EXTRACTED TEXT -
________________________________________
The most comprehensive automated profiling tool. Generates a full HTML report with distribution analysis, correlation matrices, missing data patterns, and interaction detection.

python

# pip install ydata-profiling

from ydata_profiling import ProfileReport

# Basic report
profile = ProfileReport(
    df,
    title="Customer Churn Dataset — EDA Profile",
    explorative=True,
)

# Display in Jupyter
profile.to_notebook_iframe()

# Save as HTML file
profile.to_file("customer_profile.html")

# Get as JSON (for programmatic access)
json_report = profile.to_json()

Advanced Configuration

python

profile = ProfileReport(
    df,
    title="Customer Dataset — Detailed Profile",
    # Performance settings
    minimal=False,           # Full report (set True for large datasets)
    pool_size=4,             # Parallel processing
    samples={"head": 10, "tail": 10},

    # Correlation settings
    correlations={
        "pearson":  {"calculate": True, "warn_high_correlations": 0.8},
        "spearman": {"calculate": True, "warn_high_correlations": 0.8},
        "kendall":  {"calculate": True},
        "phi_k":    {"calculate": True},   # Phi-K for mixed types
        "cramers":  {"calculate": True},   # Cramer's V for categorical
    },

    # Missing data
    missing_diagrams={
        "bar": True,
        "matrix": True,
        "heatmap": True,
    },

    # Interaction detection
    interactions={
        "continuous": True,   # pairwise scatter plots
        "targets": ["churned"],
    },

    # Variable type overrides
    type_schema={
        "customer_id": "categorical",  # force ID as categorical
        "churned": "categorical",      # force binary as categorical
    },
)

profile.to_file("detailed_profile.html")
print(f"Report sections: {list(profile.get_description().keys())}")

Comparison Reports

python

# Compare two datasets (e.g., train vs test, before vs after)
df_train = df.sample(frac=0.7, random_state=42)
df_test = df.drop(df_train.index)

train_profile = ProfileReport(df_train, title="Train Set", minimal=True)
test_profile = ProfileReport(df_test, title="Test Set", minimal=True)

comparison = train_profile.compare(test_profile)
comparison.to_file("train_vs_test_comparison.html")

sweetviz

Fast, visually rich comparison reports with a focus on target variable analysis.

python

# pip install sweetviz

import sweetviz as sv

# Basic report
report = sv.analyze(df, target_feat='churned')
report.show_html('sweetviz_report.html')

# Comparison report (two DataFrames)
df_churned = df[df['churned'] == 1]
df_active = df[df['churned'] == 0]

compare_report = sv.compare(
    [df_active, "Active Customers"],
    [df_churned, "Churned Customers"],
    target_feat='income'
)
compare_report.show_html('sweetviz_comparison.html')

# Compare train vs test
report = sv.compare(
    [df_train, "Training Set"],
    [df_test, "Test Set"],
)
report.show_html('sweetviz_train_test.html')

sweetviz Configuration

python

# Customize the analysis
report = sv.analyze(
    df,
    target_feat='churned',
    feat_cfg=sv.FeatureConfig(
        skip=['customer_id'],       # skip ID columns
        force_cat=['churned'],      # force as categorical
        force_num=['n_products'],   # force as numeric
    ),
    pairwise_analysis='on',         # compute all pairwise associations
)
________________________________________
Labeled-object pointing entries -
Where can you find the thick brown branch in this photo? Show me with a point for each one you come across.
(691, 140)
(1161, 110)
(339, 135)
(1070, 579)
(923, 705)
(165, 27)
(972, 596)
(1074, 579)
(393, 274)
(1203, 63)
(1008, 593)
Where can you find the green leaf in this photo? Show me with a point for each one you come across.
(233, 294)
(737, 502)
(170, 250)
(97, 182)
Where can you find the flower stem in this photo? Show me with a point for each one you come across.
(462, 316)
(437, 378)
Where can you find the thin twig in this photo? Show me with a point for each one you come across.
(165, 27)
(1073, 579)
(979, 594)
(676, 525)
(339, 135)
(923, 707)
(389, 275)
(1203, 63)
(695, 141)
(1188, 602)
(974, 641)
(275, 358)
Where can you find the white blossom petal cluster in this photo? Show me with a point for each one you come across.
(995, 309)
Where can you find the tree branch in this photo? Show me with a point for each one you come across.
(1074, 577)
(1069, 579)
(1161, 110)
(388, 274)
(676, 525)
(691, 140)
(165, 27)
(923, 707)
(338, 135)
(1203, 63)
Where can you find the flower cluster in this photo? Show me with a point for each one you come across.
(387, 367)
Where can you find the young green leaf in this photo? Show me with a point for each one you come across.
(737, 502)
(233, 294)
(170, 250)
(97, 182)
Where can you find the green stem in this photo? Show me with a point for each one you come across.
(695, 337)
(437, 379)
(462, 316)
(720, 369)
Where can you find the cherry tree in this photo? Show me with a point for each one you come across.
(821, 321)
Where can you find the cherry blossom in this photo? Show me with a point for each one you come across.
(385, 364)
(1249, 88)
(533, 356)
________________________________________
EXERCISE REQUIREMENTS -
a) In the data-profiling text, which correlation measure is marked as intended for mixed types?
b) Determine whether each statement agrees with the data-profiling text, answering yes or no and quoting the deciding words: (i) The basic sweetviz report uses 'churned' as its target feature. (ii) The training set is drawn as 70 percent of the data. (iii) The sweetviz comparison of active and churned customers uses 'churned' as its target feature.
c) Continue the data-profiling text from the point at which it stops.
The records bear no relation to the data-profiling text.

ANSWERS PROVIDED -
a) Phi-K (phi_k).

b)
(i) Yes: "report = sv.analyze(df, target_feat='churned')"
(ii) Yes: "df_train = df.sample(frac=0.7, random_state=42)"
(iii) No: "target_feat='income'"

c)
report.show_html('sweetviz_custom.html')

# Programmatic access to stats
# report.get_feature_config()  # see how features were typed

D-Tale

The most interactive option: launches a full web-based UI for live data exploration.

python

# pip install dtale

import dtale

# Launch interactive UI
d = dtale.show(df)
d.open_browser()

# Or in Jupyter
d  # renders inline

# Access the URL
print(f"D-Tale URL: {d._url}")

D-Tale Key Features

python

# Programmatic access while D-Tale is running

# Get column statistics
stats = d.describe()
print(stats)

# Build charts programmatically
d.build_chart(
    chart_type='bar',
    x='region',
    y=['income'],
    agg='mean',
)

# Filter data
d.filter('age > 40 and income > 50000')

# Export
d.to_csv('dtale_export.csv')

# Kill the instance
d.kill()

D-Tale Configuration

python

import dtale
import dtale.global_state as global_state

# Configuration
dtale.show(
    df,
    name='customer_data',
    ignore_duplicate=True,
    drop_index=True,
    # Hide columns
    hide_columns=['customer_id'],
)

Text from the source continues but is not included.